[PROBLEM REQUIREMENTS]
Please retype all of the entries that follow, leaving the images out.

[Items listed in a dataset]
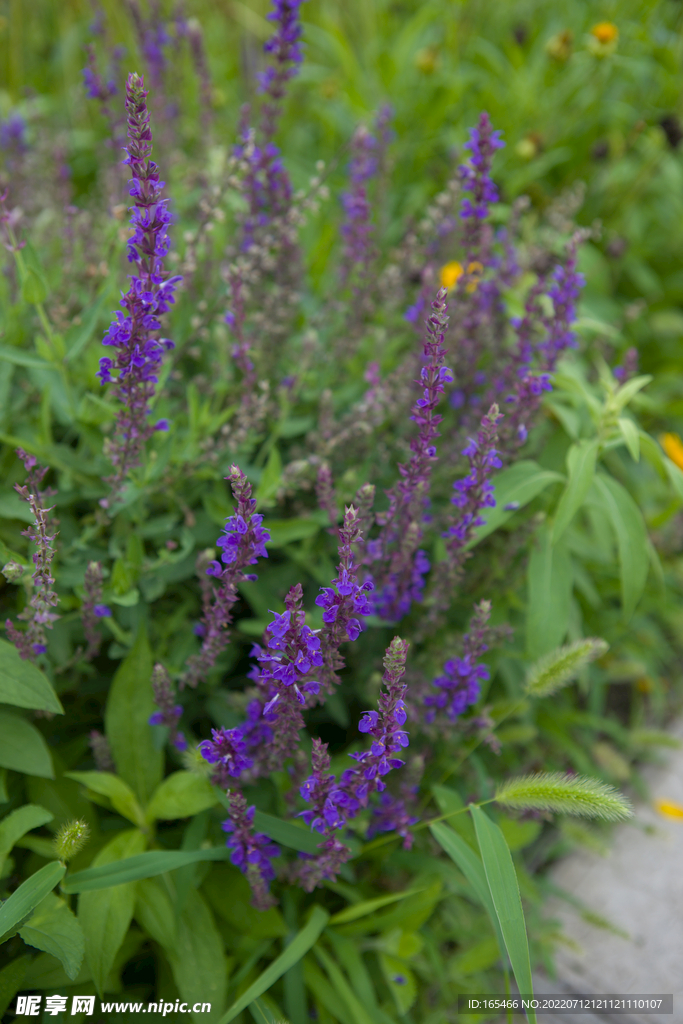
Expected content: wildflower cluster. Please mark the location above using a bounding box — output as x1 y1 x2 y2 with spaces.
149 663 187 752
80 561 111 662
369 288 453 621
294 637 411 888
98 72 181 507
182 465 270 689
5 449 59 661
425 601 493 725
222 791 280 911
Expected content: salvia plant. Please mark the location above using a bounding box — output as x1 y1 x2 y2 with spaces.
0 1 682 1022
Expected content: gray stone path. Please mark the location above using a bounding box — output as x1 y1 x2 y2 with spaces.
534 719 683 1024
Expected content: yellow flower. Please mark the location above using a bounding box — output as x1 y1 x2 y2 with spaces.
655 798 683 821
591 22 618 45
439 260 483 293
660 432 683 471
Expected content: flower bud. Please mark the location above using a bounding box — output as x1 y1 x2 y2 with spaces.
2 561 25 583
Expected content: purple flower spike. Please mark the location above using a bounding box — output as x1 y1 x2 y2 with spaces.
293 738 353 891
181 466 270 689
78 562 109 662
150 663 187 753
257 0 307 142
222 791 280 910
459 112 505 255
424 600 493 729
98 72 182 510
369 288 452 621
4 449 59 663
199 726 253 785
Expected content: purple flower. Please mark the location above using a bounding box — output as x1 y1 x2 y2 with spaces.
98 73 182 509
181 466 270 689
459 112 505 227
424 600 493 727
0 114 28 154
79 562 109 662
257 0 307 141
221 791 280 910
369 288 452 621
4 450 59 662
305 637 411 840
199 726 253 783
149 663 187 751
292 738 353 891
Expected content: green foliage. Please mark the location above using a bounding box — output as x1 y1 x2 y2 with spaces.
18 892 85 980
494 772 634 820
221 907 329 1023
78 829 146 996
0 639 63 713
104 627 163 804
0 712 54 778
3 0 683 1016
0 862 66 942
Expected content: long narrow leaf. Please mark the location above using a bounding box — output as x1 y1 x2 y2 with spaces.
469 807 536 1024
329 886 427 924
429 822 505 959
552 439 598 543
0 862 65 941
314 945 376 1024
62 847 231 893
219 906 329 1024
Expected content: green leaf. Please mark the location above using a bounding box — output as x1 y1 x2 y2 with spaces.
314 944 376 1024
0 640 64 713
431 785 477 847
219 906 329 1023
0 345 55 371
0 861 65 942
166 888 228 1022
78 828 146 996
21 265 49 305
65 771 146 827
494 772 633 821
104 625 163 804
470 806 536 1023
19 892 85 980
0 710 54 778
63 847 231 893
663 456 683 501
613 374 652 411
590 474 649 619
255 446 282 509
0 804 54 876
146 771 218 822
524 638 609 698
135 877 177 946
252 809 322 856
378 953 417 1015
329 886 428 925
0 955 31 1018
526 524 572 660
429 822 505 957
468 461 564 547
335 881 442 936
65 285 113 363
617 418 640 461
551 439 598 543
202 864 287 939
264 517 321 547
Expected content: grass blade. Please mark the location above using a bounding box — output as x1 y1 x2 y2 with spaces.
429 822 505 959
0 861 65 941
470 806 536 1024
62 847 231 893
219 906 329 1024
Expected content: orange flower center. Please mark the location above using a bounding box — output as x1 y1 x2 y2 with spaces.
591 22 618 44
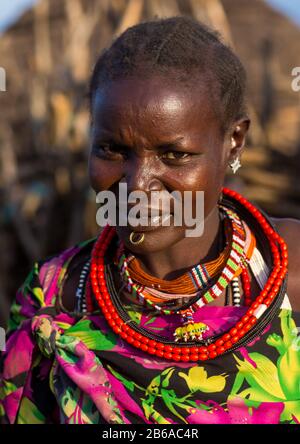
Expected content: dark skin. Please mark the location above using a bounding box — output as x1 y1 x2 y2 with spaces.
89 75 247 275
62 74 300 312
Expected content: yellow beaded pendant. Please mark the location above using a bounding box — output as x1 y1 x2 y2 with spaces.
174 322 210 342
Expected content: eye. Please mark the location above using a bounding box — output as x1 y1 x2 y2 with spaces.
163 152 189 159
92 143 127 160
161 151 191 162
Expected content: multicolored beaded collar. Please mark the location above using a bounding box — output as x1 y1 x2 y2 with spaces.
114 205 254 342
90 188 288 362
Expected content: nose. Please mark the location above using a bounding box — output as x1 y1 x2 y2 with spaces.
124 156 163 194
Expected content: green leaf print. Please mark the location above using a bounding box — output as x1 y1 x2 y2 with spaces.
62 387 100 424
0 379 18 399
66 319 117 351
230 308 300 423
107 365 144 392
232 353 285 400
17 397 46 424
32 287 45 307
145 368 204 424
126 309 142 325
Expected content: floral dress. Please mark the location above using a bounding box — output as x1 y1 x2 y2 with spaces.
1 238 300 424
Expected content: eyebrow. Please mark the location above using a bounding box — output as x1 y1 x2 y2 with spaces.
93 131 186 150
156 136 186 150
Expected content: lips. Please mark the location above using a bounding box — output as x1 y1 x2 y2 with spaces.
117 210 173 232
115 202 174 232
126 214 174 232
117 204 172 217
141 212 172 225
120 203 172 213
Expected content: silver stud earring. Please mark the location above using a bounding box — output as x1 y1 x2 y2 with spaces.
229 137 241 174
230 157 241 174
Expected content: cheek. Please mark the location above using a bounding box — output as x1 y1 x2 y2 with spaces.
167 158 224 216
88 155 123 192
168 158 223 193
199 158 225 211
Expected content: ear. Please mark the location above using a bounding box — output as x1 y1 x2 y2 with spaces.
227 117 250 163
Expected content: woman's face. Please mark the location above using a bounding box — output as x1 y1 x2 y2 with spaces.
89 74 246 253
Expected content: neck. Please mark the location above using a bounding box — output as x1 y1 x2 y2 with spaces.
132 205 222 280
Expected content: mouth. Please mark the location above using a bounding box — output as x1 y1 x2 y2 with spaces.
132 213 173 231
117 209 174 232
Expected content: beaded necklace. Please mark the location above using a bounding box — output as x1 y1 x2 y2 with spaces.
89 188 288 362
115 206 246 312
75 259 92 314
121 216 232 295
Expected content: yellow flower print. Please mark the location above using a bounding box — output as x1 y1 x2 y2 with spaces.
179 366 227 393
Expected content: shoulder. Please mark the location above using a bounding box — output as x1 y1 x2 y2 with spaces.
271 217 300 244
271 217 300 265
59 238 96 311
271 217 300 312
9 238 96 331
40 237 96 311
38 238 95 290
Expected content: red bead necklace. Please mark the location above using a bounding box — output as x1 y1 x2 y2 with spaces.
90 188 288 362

[TASK RESULT]
Expected content: wildflower cluster. Please mark the location above using a bounding box — output as x1 y1 x2 y2 with spaces.
149 663 187 752
80 561 111 662
369 288 453 621
294 637 411 888
98 72 181 507
182 465 270 689
5 449 59 661
425 601 493 725
222 791 280 911
Expected content: salvia plant. Please mark the location above using a bounding box — output as x1 y1 x2 y2 with spaces.
0 1 682 1022
Expected content: gray stone path. Please mark the location above using a bounding box — output as x1 y1 x2 y2 with spaces.
534 719 683 1024
Expected content: yellow flower. Please mark the location above using a bounding box — output as x1 y1 x2 y2 with spaces.
655 798 683 821
591 22 618 45
439 260 483 293
660 432 683 471
Expected content: flower bud. Please mark the location above using a bounding box — output as x1 y1 x2 y2 with spaces.
2 561 25 583
Expected content: purple flower spike. Please mark the location above using a bounding box — output as x1 y1 x2 y2 with spaces.
293 738 353 891
181 466 270 689
78 562 109 662
150 663 187 753
257 0 307 142
222 791 280 910
459 112 505 255
424 600 493 729
98 72 182 510
369 288 452 621
4 449 59 663
199 726 253 785
Expected content: purple flower. Please mark the location above using a bounding box — output as x1 y1 x2 y2 with spaces.
98 73 182 509
181 466 270 689
459 112 505 227
424 600 493 727
0 114 28 154
79 562 109 662
257 0 307 141
221 791 280 910
369 288 452 621
4 450 59 662
305 637 411 840
199 726 253 783
149 663 187 751
292 738 353 891
Expected content: green foliage. Please mark the location above using a bounding box — output as x1 y1 x2 y2 with spaces.
18 892 85 980
494 772 634 820
221 907 329 1023
78 829 146 996
0 639 63 713
104 627 163 804
0 712 54 778
3 0 683 1016
0 862 66 942
Expected content: long narrow leaf. Please mark the location above using a bounding box — output as x1 y1 x2 y2 with spaces.
469 807 536 1024
329 886 427 924
429 822 505 959
552 439 598 543
0 862 65 941
314 945 376 1024
62 847 231 893
219 906 329 1024
Expected content: green leaf. Please mark the location above using a bounding box — output as x1 y1 x2 y2 with spaces.
314 944 376 1024
0 640 64 713
431 785 477 847
219 906 329 1023
0 345 55 371
0 861 65 942
166 888 228 1022
78 828 146 996
21 265 49 305
65 771 146 827
494 772 633 821
104 625 163 804
470 806 536 1023
19 892 85 980
0 710 54 778
63 847 231 893
663 456 683 501
613 374 652 411
590 474 649 619
255 446 282 509
0 804 54 876
146 771 218 822
524 638 609 698
135 877 177 946
252 809 322 856
378 953 417 1015
329 886 428 925
0 955 31 1018
526 524 572 660
429 822 505 957
468 461 564 547
335 881 442 936
65 285 113 363
617 418 640 461
551 439 598 543
202 864 287 939
264 517 321 547
Expected content: grass blade. Please mark the location above using a bounding box — output as x1 y1 x2 y2 with spaces.
429 822 505 959
0 861 65 941
470 806 536 1024
62 847 231 893
219 906 329 1024
Expected content: orange flower center. Please mark the location above using a bounding box — output as x1 y1 x2 y2 with spaces.
591 22 618 44
Expected content: dark skin. Please mark the location above using a bounding box — output as x1 y1 x2 y2 with spaces.
89 75 247 275
62 74 300 312
Expected content: yellow beaded pendant. Please mark the location above using a bounding box — output as x1 y1 x2 y2 with spaces.
174 322 210 342
Expected content: eye. Please mark the location above using a bounding box — output as x1 y1 x2 y2 with spaces.
163 152 189 159
92 143 127 160
161 151 191 162
Expected content: multicolored beaded collar. Please mark the location above using a bounding box — output as x1 y1 x2 y2 with spaces.
114 205 254 342
90 188 288 362
Expected content: nose. Please mark the location above using a bounding box — output as x1 y1 x2 y2 with spaces.
124 156 163 194
Expected content: green leaf print. Please mark the location above using a bounding box — output as x1 y1 x2 y2 with spaces.
62 387 100 424
0 379 18 399
66 319 117 351
230 308 300 423
107 365 144 392
232 353 285 400
17 397 46 424
32 287 45 307
145 368 204 424
126 309 142 325
Expected content: floral dress. Please mark the location above using a bounding box — output as x1 y1 x2 y2 with spaces.
1 238 300 424
Expected content: eyebrow. Please mark the location above using a bounding box — output as x1 y1 x2 y2 with spaces.
93 131 186 150
156 136 186 150
Expected content: lips. Please mark the location above using a bounding box — output as x1 y1 x2 y2 with spaces.
117 210 173 232
115 202 174 232
126 214 174 232
117 204 172 217
141 212 172 225
120 203 172 213
Expected content: silver stud earring. Please mark the location above using a bounding box — output as x1 y1 x2 y2 with spaces.
229 137 241 174
230 157 241 174
Expected content: cheek. Please mark the location above using a bounding box — output as x1 y1 x2 y2 with spaces.
167 158 224 216
88 155 123 192
168 158 223 193
199 158 225 211
Expected content: ear. Please mark the location above using a bounding box — output as x1 y1 x2 y2 with spaces.
227 117 250 163
Expected content: woman's face. Please mark the location above using a bounding box — output as x1 y1 x2 y2 with spaces.
89 74 246 253
Expected content: neck. Please mark the location above using a bounding box — output as x1 y1 x2 y2 with spaces.
132 205 222 280
Expected content: mouth. Please mark the location above using a bounding box — output as x1 y1 x2 y2 with spaces.
132 213 173 231
117 209 174 232
Expected content: beaded necklace. Please mark the location above using a bounding box — output as x1 y1 x2 y2 with spaces.
89 188 288 362
115 206 246 312
75 259 92 314
121 216 232 295
Expected content: yellow flower print. Please mark the location above using a bounding box — output as x1 y1 x2 y2 with spaces.
179 366 227 393
Expected content: shoulder. Please mark the location above using a bounding box — output as x1 y1 x2 y2 with spaces.
271 217 300 244
271 217 300 265
59 238 96 311
271 217 300 312
9 238 96 331
40 237 96 311
38 238 95 290
Expected content: red bead necklace. Please mark the location above using a bounding box — output as x1 y1 x2 y2 with spaces.
90 188 288 362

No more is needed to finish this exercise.